Waiting To Be Discovered
Suiseki: A Cornerstone to Shinto Survival
By Kathleen I. Kimball
1997
You can search the entire Library of Congress, and you will not find one item that links suiseki, the Japanese art of appreciating small stones, with Shinto, the native Japanese religion. A review of the available suiseki experts fares no better. Yet, it is my contention that the marriage of Shinto and suiseki, like a metaphor of the Japanese origin myth, has helped to preserve the unique spirit of this island nation. The case for this contention involves a brief review of: relevant aspects of Shinto; suiseki; Japanese aesthetics; the arrival and impact of Chinese cultural in general and Buddhism in particular.
The supporting framework for the relationship between Shinto and suiseki began long before suiseki arrived on Japanese shores in the sixth century. In the distant mist of myth we find the Shinto creation story, which includes both kami and ritual practices. “At first floating between earth and sky, a white cloud appeared, three kami came into being…seven generations of kami followed and the lineage continued with Izanagi and Izanami, who descend from heaven; their union produced the islands of Japan and all of nature, including Ama-terasu-o-mi-kami, who is worshipped to this day.”1 It is worth noting here that “wedding stones” symbolizing Izanagi and Izanami, are venerated to this day off the coast of Ise. By the time suiseki arrived in Japan, sometime during the reign of Empress Suiko (593-628) Japanese Shinto was home to the many spirits, including kami and ancestors from the family, clan, and ruler. At this time, and to some extent still today, there was spirit, i.e., kami, in all, and natural objects, such as stones or mountains, were considered the abode of this spirit. Since dieties were too numinous to portray, it makes sense that the Japanese would have been more likely to have a rock than a figural statue as a god symbol. In short, according to Shinto beliefs, place and people are from one creative spirit; hence, the lineage of the Japanese people is derived from place. Here people and place, sharing the same spirit, are conflated. The mountain, the stone, the land of Japan and its people, are one.

Some records:
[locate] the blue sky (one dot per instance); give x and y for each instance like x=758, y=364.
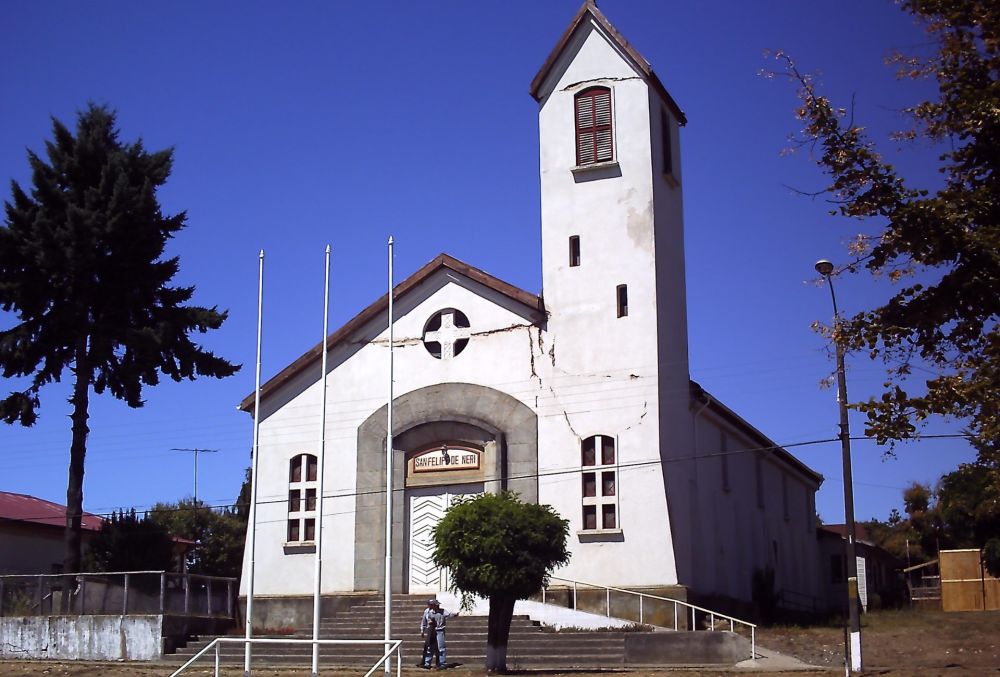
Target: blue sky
x=297, y=125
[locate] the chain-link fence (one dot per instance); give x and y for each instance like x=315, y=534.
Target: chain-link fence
x=118, y=593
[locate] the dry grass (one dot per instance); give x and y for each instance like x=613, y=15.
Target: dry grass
x=899, y=644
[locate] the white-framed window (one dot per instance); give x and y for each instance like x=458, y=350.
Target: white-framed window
x=302, y=486
x=599, y=483
x=594, y=134
x=574, y=250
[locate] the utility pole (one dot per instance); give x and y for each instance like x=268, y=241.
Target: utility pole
x=196, y=452
x=825, y=268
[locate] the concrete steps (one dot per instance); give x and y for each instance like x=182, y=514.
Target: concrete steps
x=529, y=645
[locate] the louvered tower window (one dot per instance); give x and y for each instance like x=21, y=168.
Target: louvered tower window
x=593, y=126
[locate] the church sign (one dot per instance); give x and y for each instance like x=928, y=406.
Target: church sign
x=446, y=459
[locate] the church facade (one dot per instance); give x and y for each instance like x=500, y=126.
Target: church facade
x=580, y=399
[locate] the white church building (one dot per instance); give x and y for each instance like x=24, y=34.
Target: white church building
x=579, y=398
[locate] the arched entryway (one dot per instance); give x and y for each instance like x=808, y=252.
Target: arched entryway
x=457, y=420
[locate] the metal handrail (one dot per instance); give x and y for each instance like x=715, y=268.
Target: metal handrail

__Exercise task 1__:
In the essay on suiseki and Shinto, where are the "wedding stones" symbolizing Izanagi and Izanami venerated?
__Exercise task 2__:
Continue the essay on suiseki and Shinto from its last sentence.

__Expected output 1__:
Off the coast of Ise.

__Expected output 2__:
Stone is both the home and boundary of the sacred. Among the many Shinto rituals involved in these stone boundaries and abodes, two specifically related to suiseki are: delineation of space and lustration. Given their early reverence for natural manifestations, such as water, rocks, and sun, the Japanese responses to these phenomena (to purify oneself and to identify sacred precincts) seem quite appropriate. Much later these practices were named Shinto, i.e., way of the gods, to distinguish it from Buddhism, which had entered Japan in the sixth century. The earliest sacred spaces were indicated by simple stone boundaries and rock piles. Shinto shrines were surrounded by fences, ropes, and the like to separate the sacred precinct from the outer worlds, as found at the Shinto shrine at Ise. And torii gates identify larger Shinto shrines. The suiseki counterpart is found in the setting of the stone into a specially made dish. Here “roped off” has become “dished off.” The idea that one should be purified, i.e., wash before entering or approaching the stone finds its suiseki counterpart in the cleaning of stones. Even today, part of what defines suiseki is preparing suiseki stones by washing them.
Suiseki demonstrates some of the major themes of Japanese aesthetics, including: a concern for nature (I argue most strongly for stone); a tendency to assimilate the ideas of other cultures, particularly the Chinese; conservation of the past; habit of miniaturizing the natural world.2 An investigation of stone in Japan reveals that their longstanding interest in rocks parallels their art and aesthetics. From the creation myth to Shinto shrines, and from suiseki to architecture, the presence of rocks is central. For example, we see the prominence of stone in the Jomon stone pieces and stone circles; for foundations of early homes; and as the first porches built in the northwest of dwellings. The power of nature in general and stone in particular is shown in both Shinto shrines made of stone and the subsequent ready acceptance and endurance of suiseki.
The stones of Shinto Japan faced a tidal wave of Chinese culture in the sixth century. For it was then that Buddhism and penjing, the Chinese version of small landscapes in a dish, met Shinto. We know that Empress Suiko, who ruled Japan from 593 to 628c.e., received the penjing from the Chinese. While she and her son, Shotoku, embraced and advanced Buddhism, Japanese cultural responses to the tremendous flood of Chinese imperial taste included imitation, absorption and accommodation.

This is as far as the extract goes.